> Instructions for the task: Could you rewrite all of the data below, replacing every "drop a point" with "place a marker" and leaving everything else unchanged?

start Data to process

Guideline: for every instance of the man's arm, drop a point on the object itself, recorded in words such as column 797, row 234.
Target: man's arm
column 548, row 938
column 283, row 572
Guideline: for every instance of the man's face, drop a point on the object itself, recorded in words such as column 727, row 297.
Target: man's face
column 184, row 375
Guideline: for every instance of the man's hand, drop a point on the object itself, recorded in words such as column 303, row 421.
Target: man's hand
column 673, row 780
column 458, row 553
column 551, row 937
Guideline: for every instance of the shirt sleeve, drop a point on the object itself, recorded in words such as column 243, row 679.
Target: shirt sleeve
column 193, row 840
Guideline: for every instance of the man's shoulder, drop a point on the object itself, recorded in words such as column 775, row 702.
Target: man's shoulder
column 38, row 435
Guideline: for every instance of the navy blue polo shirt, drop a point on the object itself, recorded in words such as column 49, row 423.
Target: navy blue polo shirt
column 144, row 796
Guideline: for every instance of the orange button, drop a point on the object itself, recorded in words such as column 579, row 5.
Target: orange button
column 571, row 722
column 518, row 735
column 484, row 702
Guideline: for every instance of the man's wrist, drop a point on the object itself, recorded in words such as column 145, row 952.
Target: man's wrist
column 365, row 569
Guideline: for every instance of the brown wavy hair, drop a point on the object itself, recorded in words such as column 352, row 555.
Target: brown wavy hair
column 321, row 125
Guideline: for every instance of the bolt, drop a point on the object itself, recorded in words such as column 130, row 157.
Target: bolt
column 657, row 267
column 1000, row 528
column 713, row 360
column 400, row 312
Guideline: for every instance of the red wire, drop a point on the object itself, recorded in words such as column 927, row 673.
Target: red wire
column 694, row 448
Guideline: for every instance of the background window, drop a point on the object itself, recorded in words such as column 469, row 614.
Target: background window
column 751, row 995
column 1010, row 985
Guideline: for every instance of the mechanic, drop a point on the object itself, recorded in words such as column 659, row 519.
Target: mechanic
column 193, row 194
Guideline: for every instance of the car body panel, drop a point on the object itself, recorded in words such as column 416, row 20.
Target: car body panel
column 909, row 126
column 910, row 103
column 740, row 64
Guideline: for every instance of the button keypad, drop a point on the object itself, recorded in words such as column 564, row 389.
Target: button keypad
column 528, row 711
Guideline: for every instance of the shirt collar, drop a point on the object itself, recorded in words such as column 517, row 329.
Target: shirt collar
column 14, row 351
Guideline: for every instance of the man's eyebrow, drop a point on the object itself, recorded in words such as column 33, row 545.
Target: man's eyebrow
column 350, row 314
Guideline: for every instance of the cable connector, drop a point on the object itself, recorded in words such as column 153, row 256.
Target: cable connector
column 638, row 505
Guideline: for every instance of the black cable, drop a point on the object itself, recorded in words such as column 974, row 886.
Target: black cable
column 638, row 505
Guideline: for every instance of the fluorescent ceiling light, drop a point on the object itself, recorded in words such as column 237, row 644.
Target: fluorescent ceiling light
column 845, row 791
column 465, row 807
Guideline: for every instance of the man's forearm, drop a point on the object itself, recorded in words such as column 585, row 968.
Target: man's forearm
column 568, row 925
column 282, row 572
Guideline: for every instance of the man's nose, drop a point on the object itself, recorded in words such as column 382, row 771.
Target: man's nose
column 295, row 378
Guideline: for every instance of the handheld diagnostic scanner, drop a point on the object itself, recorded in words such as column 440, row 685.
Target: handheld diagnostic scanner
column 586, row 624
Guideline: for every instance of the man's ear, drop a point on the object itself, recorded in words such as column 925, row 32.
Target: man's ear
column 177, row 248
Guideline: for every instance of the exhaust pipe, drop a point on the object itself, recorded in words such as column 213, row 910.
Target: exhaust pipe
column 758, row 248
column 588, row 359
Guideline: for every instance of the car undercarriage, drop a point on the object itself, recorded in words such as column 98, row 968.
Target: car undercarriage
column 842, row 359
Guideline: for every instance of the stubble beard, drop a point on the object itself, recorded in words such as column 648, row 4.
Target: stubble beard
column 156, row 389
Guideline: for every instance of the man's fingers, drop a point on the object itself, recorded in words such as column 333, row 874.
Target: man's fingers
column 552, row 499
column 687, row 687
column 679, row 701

end Data to process

> Answer in full:
Guideline: for every instance of the man's arm, place a marker on the object itself, recorded in words such as column 797, row 234.
Target: man's arm
column 548, row 938
column 283, row 572
Guideline: for every instance of the man's face, place a marker on the object itself, recorded in words such as column 727, row 297.
Target: man's face
column 184, row 375
Guideline: for every instance of the man's hand, place a marker on the object itself, recorded in words such as column 303, row 421.
Target: man's hand
column 673, row 780
column 458, row 553
column 551, row 937
Guideline: for every instance of the shirt sleeve, place a marker on the object itself, recorded in words such as column 243, row 679.
Target: shirt sleeve
column 193, row 840
Guideline: for every instance of the man's shoulder, place a marker on the object itself, recorded in words such as column 775, row 702.
Target: man's shoulder
column 38, row 435
Guideline: for every instance of the navy blue polo shirt, place a marker on the object itself, recorded in words such as column 49, row 423.
Target: navy blue polo shirt
column 144, row 796
Guideline: for every instance of the orange button, place a marker on the object itself, recorded in words such as column 579, row 5.
Target: orange button
column 571, row 722
column 518, row 735
column 484, row 702
Guideline: for every instance of the man's wrist, place a marker on the object itself, recorded in words such as column 145, row 952.
Target: man's wrist
column 365, row 569
Guideline: for every instance of the brown wavy hair, place a marker on the object itself, recorded in words such as column 352, row 555.
Target: brown wavy hair
column 321, row 125
Guideline: for every instance of the bolt, place a marker on the object itself, recorded in words such as column 130, row 157.
Target: bolt
column 657, row 267
column 1000, row 528
column 713, row 360
column 400, row 312
Guideline: for every instance of the red wire, place a marker on the object itself, recorded in words such as column 927, row 673.
Target: red wire
column 694, row 448
Guideline: for every instance of the background window, place a marker on the object itself, recorded in words such as column 469, row 614.
Target: background window
column 751, row 995
column 1010, row 985
Guideline: for every instance of the mechanic, place a marker on the object itself, recorded in words such as column 659, row 519.
Target: mechanic
column 193, row 194
Guideline: for every instance of the car body panel, place a marker on the object itself, recorded in words such as column 416, row 20.
Target: car body panel
column 909, row 126
column 910, row 103
column 740, row 64
Guideline: for every instance of the button keypad, place a marker on the object itself, recorded in words such as column 564, row 389.
Target: button keypad
column 528, row 711
Guideline: for every instance of the shirt collar, place a marker on the object itself, recorded in words such as column 517, row 329.
Target: shirt collar
column 14, row 351
Guideline: for every instance of the man's eyebrow, place a marker on the object itself, recorded in words such as column 33, row 545.
Target: man's eyebrow
column 350, row 314
Guideline: for every instance of the cable connector, place a marker on the object itself, recorded in words such as column 153, row 256.
Target: cable connector
column 638, row 505
Guideline: for every instance of the black cable, place a marker on the object itself, recorded in words such as column 974, row 886.
Target: black cable
column 638, row 505
Guideline: for every instance of the fluorescent ceiling light, place a marker on the object itself, recorded in words such as column 237, row 644.
Target: fluorescent ceiling light
column 845, row 791
column 465, row 807
Guideline: for every instance of the man's forearm, place a marker on the object itself, recorded in words such as column 585, row 968.
Target: man's forearm
column 568, row 925
column 282, row 572
Guideline: for every instance of the man's nose, place a marker on the object itself, recorded in words such as column 382, row 771.
Target: man's nose
column 295, row 378
Guideline: for every instance of the handheld diagnostic scanner, place a marker on the object itself, recorded in words such as column 440, row 685.
Target: handheld diagnostic scanner
column 586, row 624
Guideline: for every instance of the man's ear, place a marker on the object itself, recorded in words such as column 925, row 32.
Target: man's ear
column 177, row 248
Guideline: for every instance of the exhaust pipe, place a marker on the object itself, recorded in words such as column 213, row 910.
Target: exhaust pipe
column 758, row 248
column 588, row 359
Guideline: for every instance of the car undercarriage, place a marker on the object itself, recorded in words such as column 98, row 968.
Target: car undercarriage
column 842, row 359
Guideline: for every instance of the stubble beard, place a marker on the object itself, recorded in words such as column 648, row 4.
Target: stubble beard
column 156, row 389
Guideline: for every instance of the man's fingers, place a marker on the object itself, recorded in words such as column 333, row 874.
Target: man's fingers
column 552, row 499
column 687, row 687
column 679, row 701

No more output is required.